▸ Task material:
--*--

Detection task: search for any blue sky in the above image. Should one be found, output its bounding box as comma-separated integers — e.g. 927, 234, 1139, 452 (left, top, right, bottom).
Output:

--*--

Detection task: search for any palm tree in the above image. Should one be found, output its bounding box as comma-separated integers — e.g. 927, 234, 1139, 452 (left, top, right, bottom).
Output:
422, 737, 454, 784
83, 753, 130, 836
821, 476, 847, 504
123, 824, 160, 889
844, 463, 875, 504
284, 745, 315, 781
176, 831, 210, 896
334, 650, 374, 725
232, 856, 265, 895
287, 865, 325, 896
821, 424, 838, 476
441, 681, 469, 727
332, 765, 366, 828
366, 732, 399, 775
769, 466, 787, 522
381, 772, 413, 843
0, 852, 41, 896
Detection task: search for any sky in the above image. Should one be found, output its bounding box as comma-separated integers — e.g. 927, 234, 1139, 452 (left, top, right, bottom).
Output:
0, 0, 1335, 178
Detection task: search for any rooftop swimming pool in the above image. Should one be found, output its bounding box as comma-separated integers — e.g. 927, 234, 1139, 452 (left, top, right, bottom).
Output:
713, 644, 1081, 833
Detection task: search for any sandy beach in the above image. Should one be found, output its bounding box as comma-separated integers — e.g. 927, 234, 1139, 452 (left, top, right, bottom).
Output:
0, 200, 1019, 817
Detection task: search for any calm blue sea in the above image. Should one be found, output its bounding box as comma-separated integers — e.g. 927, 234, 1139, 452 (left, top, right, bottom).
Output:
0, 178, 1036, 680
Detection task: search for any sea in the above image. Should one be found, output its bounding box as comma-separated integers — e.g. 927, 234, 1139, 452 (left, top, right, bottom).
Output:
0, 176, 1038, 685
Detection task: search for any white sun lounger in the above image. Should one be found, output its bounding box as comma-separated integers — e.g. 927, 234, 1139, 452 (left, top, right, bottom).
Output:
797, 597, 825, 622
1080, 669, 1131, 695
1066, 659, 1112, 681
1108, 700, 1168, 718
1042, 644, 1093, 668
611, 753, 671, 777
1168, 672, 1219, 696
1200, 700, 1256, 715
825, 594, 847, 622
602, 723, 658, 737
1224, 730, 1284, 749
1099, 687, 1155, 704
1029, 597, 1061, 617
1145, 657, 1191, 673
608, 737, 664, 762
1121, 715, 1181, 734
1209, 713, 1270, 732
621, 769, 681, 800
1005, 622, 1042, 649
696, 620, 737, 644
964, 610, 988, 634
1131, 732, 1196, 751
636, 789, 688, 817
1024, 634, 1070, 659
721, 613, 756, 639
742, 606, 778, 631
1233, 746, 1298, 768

--*--

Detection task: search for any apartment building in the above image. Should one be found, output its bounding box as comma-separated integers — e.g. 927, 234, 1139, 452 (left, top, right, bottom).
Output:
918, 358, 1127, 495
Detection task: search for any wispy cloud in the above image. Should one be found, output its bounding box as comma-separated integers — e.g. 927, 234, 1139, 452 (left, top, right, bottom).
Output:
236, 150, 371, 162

--*--

▸ The problem:
Please pull out each row above that contains the word "blue", copying every such row in full.

▸ Reply to the task:
Detection task: search for any blue sky in the above image. Should one be found, output its bounding box as comma-separated integers — e.g. 927, 234, 1139, 452 (left, top, right, bottom).
Detection task: search for any calm blue sea in the above image. Should one be found, output its bounding box as comma-separated integers — e.g. 927, 234, 1139, 452 (left, top, right, bottom).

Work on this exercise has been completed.